BEGIN Records for the task

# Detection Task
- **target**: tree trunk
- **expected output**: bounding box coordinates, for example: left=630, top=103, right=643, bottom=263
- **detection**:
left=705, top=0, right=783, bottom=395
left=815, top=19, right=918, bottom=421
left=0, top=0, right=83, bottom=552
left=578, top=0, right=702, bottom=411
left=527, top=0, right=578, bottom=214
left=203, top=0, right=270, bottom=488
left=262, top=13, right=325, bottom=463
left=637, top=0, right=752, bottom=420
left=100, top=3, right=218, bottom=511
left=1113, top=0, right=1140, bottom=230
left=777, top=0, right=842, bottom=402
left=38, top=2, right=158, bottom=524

END Records for the task

▶ _Stated goal_: Rewrite the records above with "tree trunk" changed to "tree stump" and everything else left as it is.

▶ _Written answer_:
# Detection Task
- **target**: tree stump
- **expected output**: bounding box coordinates, for example: left=630, top=103, right=643, bottom=263
- **detection**:
left=705, top=0, right=783, bottom=395
left=815, top=19, right=918, bottom=421
left=0, top=0, right=83, bottom=552
left=578, top=0, right=702, bottom=411
left=527, top=0, right=578, bottom=214
left=203, top=0, right=270, bottom=488
left=262, top=13, right=325, bottom=463
left=637, top=0, right=752, bottom=420
left=100, top=3, right=218, bottom=511
left=1113, top=0, right=1140, bottom=230
left=777, top=0, right=842, bottom=402
left=38, top=2, right=158, bottom=524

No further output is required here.